> [EXERCISE GOAL]: Type out the data again, word for word and in full.

(Region pointing data)
::::::::::

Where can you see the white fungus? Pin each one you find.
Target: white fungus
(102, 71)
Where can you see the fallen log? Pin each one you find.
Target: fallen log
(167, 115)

::::::::::

> [TASK RESULT]:
Where can you see the white fungus? Pin each one you find.
Target: white fungus
(102, 71)
Where can you see the fallen log? Pin each one you find.
Target: fallen log
(167, 115)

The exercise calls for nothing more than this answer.